**Work to be completed:** Copy the lines of the items below word for word, from the line containing "piling and mark each with a bounding box." through the line containing "[362,0,466,31]", with both of those lines included.

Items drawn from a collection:
┄┄┄┄┄┄┄┄┄┄┄┄┄┄┄┄┄┄┄┄

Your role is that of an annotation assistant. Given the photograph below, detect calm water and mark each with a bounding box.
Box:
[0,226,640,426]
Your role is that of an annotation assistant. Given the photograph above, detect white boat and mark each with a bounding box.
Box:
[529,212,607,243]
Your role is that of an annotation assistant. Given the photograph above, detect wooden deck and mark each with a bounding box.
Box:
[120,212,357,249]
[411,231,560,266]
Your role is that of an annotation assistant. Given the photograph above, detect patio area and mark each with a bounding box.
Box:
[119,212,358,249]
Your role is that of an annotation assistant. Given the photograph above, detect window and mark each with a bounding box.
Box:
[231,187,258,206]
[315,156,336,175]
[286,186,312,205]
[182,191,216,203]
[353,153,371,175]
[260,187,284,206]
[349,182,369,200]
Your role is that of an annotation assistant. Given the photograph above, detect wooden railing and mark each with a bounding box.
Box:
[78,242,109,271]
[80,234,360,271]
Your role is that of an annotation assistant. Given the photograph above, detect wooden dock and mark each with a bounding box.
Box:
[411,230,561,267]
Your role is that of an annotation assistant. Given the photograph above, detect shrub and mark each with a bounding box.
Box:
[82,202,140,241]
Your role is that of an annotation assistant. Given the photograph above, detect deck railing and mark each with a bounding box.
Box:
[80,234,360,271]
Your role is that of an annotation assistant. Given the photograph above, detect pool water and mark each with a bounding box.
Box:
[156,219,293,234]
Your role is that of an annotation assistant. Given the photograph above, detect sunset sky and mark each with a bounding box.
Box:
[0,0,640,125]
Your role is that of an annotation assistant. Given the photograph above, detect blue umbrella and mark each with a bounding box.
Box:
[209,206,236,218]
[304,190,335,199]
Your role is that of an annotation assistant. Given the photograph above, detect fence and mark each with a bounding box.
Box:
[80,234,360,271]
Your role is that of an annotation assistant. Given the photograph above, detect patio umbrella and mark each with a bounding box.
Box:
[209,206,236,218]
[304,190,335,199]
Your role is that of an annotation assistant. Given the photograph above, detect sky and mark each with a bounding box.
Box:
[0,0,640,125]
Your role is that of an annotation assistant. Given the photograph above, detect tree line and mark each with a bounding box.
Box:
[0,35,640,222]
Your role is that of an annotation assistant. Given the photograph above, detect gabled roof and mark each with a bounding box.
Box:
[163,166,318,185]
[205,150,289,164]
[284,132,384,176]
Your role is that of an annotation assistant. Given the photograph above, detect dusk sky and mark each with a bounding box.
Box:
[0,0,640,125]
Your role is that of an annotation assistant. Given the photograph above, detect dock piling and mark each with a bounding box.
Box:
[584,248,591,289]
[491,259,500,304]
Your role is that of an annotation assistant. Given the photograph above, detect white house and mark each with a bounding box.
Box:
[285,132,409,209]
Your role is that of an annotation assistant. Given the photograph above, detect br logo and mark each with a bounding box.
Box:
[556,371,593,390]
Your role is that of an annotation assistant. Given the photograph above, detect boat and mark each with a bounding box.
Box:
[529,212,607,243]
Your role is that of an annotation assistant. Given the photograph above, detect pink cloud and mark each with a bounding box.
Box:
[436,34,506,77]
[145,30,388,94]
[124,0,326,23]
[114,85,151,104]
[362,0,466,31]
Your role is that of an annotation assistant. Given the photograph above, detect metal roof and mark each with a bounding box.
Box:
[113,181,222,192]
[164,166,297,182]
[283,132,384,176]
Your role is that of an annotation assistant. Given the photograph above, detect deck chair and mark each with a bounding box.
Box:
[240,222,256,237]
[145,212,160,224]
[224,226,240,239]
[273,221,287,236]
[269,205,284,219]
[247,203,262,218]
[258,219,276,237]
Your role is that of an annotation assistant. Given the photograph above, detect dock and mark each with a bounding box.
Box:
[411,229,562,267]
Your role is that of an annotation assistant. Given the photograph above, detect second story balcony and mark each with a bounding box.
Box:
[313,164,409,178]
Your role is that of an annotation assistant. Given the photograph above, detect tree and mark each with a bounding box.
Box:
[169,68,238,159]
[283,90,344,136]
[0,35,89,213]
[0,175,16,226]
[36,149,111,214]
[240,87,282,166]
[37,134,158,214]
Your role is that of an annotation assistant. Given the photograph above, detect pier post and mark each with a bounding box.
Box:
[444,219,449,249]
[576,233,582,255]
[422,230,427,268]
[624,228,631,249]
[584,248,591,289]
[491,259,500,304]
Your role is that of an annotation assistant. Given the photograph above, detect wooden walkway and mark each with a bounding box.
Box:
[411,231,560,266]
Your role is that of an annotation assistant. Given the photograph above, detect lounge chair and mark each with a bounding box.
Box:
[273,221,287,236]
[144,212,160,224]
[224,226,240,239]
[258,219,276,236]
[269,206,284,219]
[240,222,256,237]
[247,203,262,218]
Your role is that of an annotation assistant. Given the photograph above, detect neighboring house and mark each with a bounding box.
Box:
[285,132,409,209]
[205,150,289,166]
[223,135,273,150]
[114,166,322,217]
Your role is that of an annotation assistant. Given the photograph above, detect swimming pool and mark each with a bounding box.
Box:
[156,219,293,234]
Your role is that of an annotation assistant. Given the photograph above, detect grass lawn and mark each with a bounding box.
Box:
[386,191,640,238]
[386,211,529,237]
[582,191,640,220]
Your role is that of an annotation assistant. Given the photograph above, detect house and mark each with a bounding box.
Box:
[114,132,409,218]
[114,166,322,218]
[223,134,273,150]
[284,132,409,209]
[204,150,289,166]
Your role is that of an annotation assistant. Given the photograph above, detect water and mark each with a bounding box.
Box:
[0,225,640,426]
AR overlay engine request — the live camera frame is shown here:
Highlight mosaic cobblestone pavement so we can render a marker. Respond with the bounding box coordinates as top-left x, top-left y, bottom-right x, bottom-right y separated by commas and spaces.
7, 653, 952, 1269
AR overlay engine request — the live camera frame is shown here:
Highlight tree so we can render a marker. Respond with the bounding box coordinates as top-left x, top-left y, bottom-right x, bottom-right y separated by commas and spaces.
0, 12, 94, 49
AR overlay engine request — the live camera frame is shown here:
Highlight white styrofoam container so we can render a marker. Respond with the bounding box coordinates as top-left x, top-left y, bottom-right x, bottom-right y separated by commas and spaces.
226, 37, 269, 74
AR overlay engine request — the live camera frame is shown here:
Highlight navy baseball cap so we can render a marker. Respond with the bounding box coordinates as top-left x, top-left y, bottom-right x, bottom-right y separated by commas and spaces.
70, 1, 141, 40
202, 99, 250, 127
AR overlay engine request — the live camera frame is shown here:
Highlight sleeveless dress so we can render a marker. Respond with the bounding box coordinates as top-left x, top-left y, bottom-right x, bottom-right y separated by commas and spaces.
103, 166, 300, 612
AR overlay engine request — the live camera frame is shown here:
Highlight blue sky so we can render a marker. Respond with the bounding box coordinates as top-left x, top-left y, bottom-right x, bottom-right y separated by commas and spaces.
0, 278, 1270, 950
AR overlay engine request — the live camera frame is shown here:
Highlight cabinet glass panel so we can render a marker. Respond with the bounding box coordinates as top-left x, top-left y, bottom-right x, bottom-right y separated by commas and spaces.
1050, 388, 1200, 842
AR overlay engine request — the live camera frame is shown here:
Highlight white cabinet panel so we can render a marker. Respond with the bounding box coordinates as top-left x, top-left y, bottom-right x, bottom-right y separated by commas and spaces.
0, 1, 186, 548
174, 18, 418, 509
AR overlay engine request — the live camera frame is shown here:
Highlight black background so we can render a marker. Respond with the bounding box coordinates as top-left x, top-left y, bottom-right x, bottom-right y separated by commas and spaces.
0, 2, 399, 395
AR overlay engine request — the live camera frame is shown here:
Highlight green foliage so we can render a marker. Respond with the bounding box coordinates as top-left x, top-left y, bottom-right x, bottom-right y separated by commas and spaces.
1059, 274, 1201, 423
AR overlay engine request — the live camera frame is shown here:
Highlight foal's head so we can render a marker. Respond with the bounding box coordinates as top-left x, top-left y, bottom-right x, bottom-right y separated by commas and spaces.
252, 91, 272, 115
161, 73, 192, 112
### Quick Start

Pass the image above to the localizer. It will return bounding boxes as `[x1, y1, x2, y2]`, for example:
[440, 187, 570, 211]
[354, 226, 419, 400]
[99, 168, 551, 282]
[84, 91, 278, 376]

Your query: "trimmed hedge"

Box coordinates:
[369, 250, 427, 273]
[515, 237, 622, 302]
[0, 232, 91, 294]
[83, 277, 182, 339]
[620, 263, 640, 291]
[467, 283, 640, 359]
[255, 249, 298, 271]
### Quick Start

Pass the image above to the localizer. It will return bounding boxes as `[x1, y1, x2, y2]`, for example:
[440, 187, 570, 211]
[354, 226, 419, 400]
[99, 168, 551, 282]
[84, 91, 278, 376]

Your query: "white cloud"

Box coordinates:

┄┄┄┄┄┄┄┄┄┄┄┄┄┄┄┄┄┄┄┄

**Solution:**
Your role is that of an annotation assistant. Given the photograph above, detect dock piling and mark each with a bounding box.
Box:
[584,248,591,289]
[491,259,500,304]
Your role is that of an annotation assistant. Given the photograph above, detect white house and mark each with a bounding box.
Box:
[285,132,409,209]
Your role is that of an annotation assistant. Given the photograph above, detect br logo and mark each with a bounding box.
Box:
[556,371,593,390]
Your role is that of an annotation assistant. Given the photograph above, detect boat and mark each with a bounding box.
Box:
[529,212,607,243]
Your role is that of an annotation assistant. Given the photograph above, detect pink cloud and mark each with a bounding box.
Box:
[436,34,506,77]
[145,30,388,94]
[124,0,326,23]
[114,85,151,104]
[362,0,466,31]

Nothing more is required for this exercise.